• **Selected excerpt**
Horvath’s answer is the one that makes people uncomfortable because it is so obvious we stop seeing it.
The tools. The environment. The screens.
What happened around 2010?
Around the early 2010s, screens stopped being “sometimes” and became “default.”
Not only at home. In school too.
Tablets. Laptops. One-to-one programs. Digital assignments. Learning platforms. The quiet assumption that more technology automatically equals better learning.
The selling point was always the same: access, personalization, engagement, efficiency.
And to be fair, technology can be useful. It can widen access. It can support certain tasks. It can make administration smoother. It can help with some forms of practice.
But here is the mistake that sits at the center of this whole debate:
Engagement is not the same thing as cognition.
Kids can look busy on a screen while doing very little deep thinking. Clicking, watching, swiping, bouncing between windows. That is activity, not necessarily learning.

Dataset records
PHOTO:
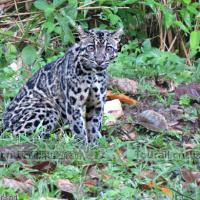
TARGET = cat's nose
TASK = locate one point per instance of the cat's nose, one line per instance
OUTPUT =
(99, 61)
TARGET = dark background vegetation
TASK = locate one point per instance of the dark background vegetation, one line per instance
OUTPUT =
(161, 40)
(161, 37)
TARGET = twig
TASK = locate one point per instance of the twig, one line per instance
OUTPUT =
(87, 4)
(18, 17)
(172, 43)
(19, 14)
(182, 195)
(185, 52)
(99, 8)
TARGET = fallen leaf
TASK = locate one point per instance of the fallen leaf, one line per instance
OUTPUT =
(122, 97)
(187, 175)
(44, 167)
(90, 182)
(164, 84)
(127, 127)
(125, 84)
(152, 185)
(153, 121)
(192, 89)
(189, 146)
(167, 191)
(16, 151)
(67, 186)
(49, 198)
(112, 111)
(25, 186)
(129, 136)
(146, 174)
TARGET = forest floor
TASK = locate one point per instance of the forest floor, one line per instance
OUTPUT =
(131, 161)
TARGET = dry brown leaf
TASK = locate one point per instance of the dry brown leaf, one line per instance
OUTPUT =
(129, 136)
(153, 121)
(125, 84)
(152, 185)
(167, 191)
(189, 146)
(67, 186)
(25, 186)
(146, 174)
(122, 97)
(90, 182)
(187, 175)
(44, 167)
(191, 89)
(127, 127)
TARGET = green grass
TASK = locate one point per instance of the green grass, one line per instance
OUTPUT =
(150, 151)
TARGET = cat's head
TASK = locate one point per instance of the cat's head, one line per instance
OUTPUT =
(98, 47)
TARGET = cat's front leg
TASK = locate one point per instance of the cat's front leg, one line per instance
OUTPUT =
(76, 119)
(94, 115)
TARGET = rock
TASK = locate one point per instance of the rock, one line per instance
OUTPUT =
(125, 84)
(113, 111)
(153, 121)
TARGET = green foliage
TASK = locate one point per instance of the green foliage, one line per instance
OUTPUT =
(140, 61)
(29, 55)
(49, 30)
(185, 100)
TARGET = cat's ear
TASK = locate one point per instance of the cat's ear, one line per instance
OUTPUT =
(117, 34)
(82, 34)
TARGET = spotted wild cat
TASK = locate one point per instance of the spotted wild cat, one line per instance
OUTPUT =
(61, 90)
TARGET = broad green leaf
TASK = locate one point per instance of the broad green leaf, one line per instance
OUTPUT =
(41, 4)
(29, 55)
(73, 3)
(11, 52)
(71, 12)
(194, 41)
(57, 3)
(187, 1)
(192, 10)
(66, 32)
(44, 6)
(147, 45)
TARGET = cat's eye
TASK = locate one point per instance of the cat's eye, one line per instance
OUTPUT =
(109, 49)
(90, 48)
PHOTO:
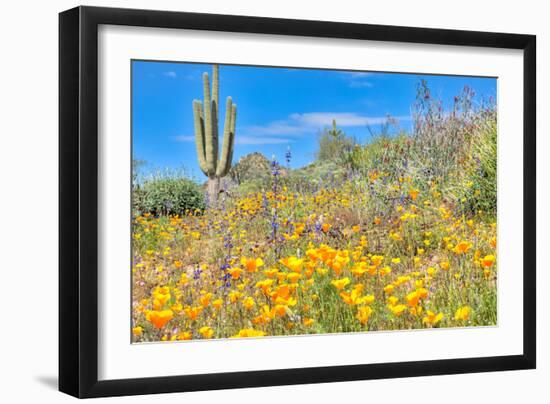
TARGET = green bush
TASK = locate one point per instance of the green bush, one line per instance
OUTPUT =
(168, 196)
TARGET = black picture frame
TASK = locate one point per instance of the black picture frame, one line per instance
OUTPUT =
(78, 196)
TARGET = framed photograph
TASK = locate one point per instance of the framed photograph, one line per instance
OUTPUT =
(251, 201)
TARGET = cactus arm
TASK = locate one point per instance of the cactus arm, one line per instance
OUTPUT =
(199, 134)
(216, 88)
(232, 111)
(221, 170)
(208, 132)
(233, 131)
(215, 114)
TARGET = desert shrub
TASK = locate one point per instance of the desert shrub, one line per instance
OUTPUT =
(477, 188)
(334, 145)
(168, 196)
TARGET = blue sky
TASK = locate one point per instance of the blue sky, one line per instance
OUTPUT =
(277, 108)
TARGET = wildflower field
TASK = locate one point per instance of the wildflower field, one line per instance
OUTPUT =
(395, 233)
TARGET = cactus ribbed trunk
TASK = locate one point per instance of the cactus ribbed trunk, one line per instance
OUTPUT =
(214, 163)
(213, 190)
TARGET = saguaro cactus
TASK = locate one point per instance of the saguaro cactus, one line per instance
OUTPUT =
(206, 134)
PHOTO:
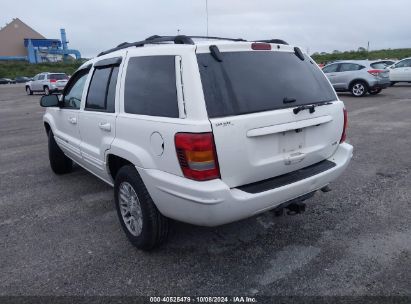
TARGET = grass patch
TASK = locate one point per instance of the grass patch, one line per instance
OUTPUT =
(362, 55)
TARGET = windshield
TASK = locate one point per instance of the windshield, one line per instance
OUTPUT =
(249, 82)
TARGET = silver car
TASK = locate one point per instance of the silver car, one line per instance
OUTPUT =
(358, 76)
(47, 83)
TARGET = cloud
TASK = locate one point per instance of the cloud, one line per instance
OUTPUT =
(317, 25)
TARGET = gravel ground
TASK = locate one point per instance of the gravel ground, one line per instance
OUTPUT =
(59, 235)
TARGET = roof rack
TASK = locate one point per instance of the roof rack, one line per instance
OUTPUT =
(180, 39)
(217, 38)
(277, 41)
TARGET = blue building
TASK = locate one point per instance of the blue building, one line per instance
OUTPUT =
(18, 41)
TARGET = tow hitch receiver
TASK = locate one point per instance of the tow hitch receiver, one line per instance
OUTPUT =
(295, 206)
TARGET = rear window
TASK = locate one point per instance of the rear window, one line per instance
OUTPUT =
(150, 87)
(249, 82)
(57, 76)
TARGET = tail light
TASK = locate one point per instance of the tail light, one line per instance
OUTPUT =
(344, 134)
(261, 46)
(375, 73)
(197, 155)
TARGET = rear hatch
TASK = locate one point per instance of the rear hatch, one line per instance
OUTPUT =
(250, 98)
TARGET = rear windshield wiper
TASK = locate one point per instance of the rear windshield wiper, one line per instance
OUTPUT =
(310, 107)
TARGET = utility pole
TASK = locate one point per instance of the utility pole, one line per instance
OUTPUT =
(207, 15)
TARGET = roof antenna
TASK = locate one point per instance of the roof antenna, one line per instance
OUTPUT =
(207, 15)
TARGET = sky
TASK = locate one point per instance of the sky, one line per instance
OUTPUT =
(316, 25)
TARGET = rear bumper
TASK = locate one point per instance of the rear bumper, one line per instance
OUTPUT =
(380, 84)
(213, 203)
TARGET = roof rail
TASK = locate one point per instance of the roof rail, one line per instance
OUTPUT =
(180, 39)
(277, 41)
(218, 38)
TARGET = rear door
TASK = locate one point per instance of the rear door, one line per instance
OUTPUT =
(250, 97)
(67, 133)
(97, 120)
(407, 70)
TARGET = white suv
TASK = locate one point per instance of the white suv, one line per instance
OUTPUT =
(204, 131)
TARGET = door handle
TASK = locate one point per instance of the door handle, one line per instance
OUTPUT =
(105, 126)
(294, 158)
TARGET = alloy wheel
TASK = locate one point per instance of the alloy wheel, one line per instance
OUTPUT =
(130, 208)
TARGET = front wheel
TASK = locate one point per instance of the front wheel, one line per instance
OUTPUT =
(375, 91)
(140, 219)
(358, 89)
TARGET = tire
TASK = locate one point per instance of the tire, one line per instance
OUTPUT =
(147, 228)
(358, 88)
(59, 162)
(29, 91)
(375, 91)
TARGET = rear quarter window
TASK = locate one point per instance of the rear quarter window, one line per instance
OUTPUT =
(150, 86)
(249, 82)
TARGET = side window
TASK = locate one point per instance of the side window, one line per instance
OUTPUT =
(74, 90)
(331, 68)
(346, 67)
(102, 90)
(150, 87)
(401, 64)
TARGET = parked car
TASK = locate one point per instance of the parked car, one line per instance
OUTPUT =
(205, 132)
(22, 79)
(401, 71)
(382, 64)
(357, 77)
(47, 83)
(5, 81)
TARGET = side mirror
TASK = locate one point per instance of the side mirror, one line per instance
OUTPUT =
(49, 101)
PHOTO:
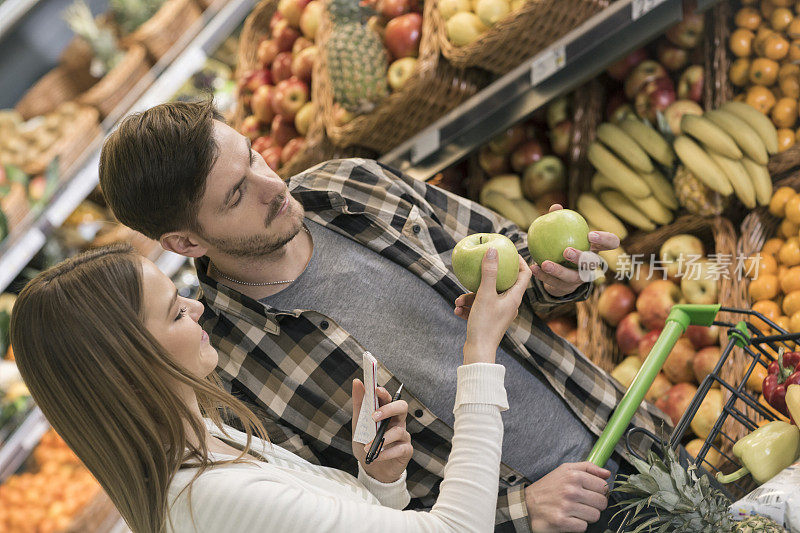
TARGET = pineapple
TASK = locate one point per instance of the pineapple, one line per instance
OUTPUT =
(357, 59)
(695, 196)
(667, 497)
(104, 46)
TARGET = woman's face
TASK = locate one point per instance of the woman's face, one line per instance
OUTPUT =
(172, 320)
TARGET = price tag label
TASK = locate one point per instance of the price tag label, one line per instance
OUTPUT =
(548, 63)
(427, 143)
(642, 7)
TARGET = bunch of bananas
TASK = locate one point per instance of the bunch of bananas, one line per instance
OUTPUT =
(727, 149)
(628, 186)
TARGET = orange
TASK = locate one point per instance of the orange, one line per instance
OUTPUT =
(756, 379)
(789, 254)
(791, 305)
(789, 85)
(785, 139)
(740, 72)
(788, 69)
(777, 204)
(790, 281)
(776, 47)
(764, 287)
(792, 209)
(781, 18)
(763, 71)
(741, 42)
(787, 228)
(769, 309)
(772, 246)
(748, 17)
(761, 98)
(784, 114)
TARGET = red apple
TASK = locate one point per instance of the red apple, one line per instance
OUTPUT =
(292, 10)
(262, 143)
(561, 137)
(403, 34)
(400, 72)
(647, 343)
(615, 303)
(688, 32)
(288, 97)
(302, 120)
(645, 72)
(282, 130)
(655, 302)
(261, 103)
(677, 399)
(526, 154)
(292, 148)
(252, 128)
(561, 325)
(272, 156)
(702, 336)
(282, 67)
(309, 20)
(690, 86)
(492, 163)
(620, 70)
(303, 64)
(629, 333)
(656, 96)
(671, 56)
(678, 366)
(704, 362)
(301, 44)
(284, 35)
(676, 110)
(505, 142)
(267, 51)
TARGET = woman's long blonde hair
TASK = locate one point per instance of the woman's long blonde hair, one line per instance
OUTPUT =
(103, 381)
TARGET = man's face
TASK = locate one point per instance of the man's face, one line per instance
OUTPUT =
(246, 209)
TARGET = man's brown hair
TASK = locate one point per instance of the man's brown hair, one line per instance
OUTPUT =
(153, 168)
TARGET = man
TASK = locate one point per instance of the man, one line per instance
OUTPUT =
(299, 281)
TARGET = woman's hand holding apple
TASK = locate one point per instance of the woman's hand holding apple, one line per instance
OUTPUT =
(490, 314)
(559, 280)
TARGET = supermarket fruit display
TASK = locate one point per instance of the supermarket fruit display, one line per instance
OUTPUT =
(764, 71)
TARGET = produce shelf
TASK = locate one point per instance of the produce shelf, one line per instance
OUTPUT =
(572, 60)
(163, 80)
(12, 11)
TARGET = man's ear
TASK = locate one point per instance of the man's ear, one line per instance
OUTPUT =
(183, 244)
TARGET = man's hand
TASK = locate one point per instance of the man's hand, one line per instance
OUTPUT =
(559, 280)
(567, 499)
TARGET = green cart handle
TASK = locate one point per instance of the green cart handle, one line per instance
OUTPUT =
(680, 317)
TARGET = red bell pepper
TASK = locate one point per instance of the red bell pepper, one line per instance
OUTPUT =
(780, 374)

• **Task set**
(1) In the passage about classroom screens, what did screens become around the early 2010s?
(2) Please pick up the passage about classroom screens right after its final sentence and keep writing it.

• **Answers for this exercise**
(1) They stopped being "sometimes" and became "default," at home and in school.

(2)
This is why Horvath emphasizes a pattern he says shows up across large datasets: when digital technology becomes widely used for learning in schools, performance often trends down. He also stresses that much of this is correlational, not a neat single cause. Fair point.
Still, correlation does not mean “ignore.” It means “pay attention.”
Especially when the pattern matches what parents are observing.
The mechanism in plain English
You do not need a neuroscience lecture for this part. Just think about how humans actually learn.
We learn best when we are forced to do things that are mentally expensive:
- hold ideas in mind
- concentrate past boredom
- work through confusion
- try, fail, adjust, try again
- explain our thinking to another human being
- receive feedback that changes how we think
These are not comfortable processes. They are slow. They require friction.
Now compare that with the default design of most screen environments:
- speed
- novelty
- instant reward
- constant switching
- easy escape when something feels hard
If a child spends years in an environment optimized for speed and switching, they get good at speed and switching.
Then we act surprised when slow thinking feels painful.
This is where executive function becomes the real headline.
Executive function is the bottleneck
Executive function is the brain’s management system. It helps a child:
- control impulses
- stay focused
- follow multi-step instructions
- plan and complete tasks
- shift strategy when stuck
It is the difference between “I can’t do this” and “I’ll try another way.”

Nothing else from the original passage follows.